Fleet signal bus: capture layer for cross-cluster signals (v0.1)

Multiple primitives need the same thing: typed signals captured at the workload plane, aggregated at the control plane, consumed by either a scheduler primitive or a user-facing surface. Each will rebuild the same plumbing if we don't define it once.

This is the v0.1 substrate. [#77](https://github.com/modelplaneai/modelplane/issues/77) is the parallel v0.2 primitive for app-observability traces — both share OTLP as the transport (one workload-plane agent emits, one control-plane collector fans out to two different consumers).

--

__SHORT PROBLEM 1__:
Reproduce the passage of the fleet signal bus text from "Fleet signal bus: capture" up to and including "define it once.".
__SHORT PROBLEM 2__:
According to the fleet signal bus text, what transport do the v0.1 substrate and the v0.2 primitive in #77 share?

__Location annotation dataset excerpts__:

--

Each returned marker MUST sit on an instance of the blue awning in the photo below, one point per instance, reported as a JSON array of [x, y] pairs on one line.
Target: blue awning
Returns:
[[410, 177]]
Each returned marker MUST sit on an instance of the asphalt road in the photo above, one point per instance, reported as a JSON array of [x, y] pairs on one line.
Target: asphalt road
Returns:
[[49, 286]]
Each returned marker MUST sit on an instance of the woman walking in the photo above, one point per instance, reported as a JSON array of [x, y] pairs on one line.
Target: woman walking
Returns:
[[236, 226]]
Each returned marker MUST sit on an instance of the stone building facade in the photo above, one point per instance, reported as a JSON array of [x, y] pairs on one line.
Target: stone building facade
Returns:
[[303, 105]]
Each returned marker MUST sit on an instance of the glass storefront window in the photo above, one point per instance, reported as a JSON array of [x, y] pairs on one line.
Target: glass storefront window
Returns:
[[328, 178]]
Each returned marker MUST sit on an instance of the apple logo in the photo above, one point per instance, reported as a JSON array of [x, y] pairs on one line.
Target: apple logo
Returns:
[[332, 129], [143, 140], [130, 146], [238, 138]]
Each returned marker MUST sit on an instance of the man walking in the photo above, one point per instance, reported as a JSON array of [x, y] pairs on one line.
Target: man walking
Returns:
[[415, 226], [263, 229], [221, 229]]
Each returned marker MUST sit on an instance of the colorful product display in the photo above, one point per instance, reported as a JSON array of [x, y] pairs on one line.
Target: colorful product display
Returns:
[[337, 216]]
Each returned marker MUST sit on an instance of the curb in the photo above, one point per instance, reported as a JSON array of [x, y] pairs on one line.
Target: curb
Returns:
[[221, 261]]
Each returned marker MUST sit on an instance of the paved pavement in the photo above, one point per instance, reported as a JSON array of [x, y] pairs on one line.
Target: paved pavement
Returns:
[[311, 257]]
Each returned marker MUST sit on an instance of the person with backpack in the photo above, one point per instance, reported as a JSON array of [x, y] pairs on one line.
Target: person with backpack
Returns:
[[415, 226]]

--

__WRITTEN REPLY 1__:
Fleet signal bus: capture layer for cross-cluster signals (v0.1)

Multiple primitives need the same thing: typed signals captured at the workload plane, aggregated at the control plane, consumed by either a scheduler primitive or a user-facing surface. Each will rebuild the same plumbing if we don't define it once.

__WRITTEN REPLY 2__:
OTLP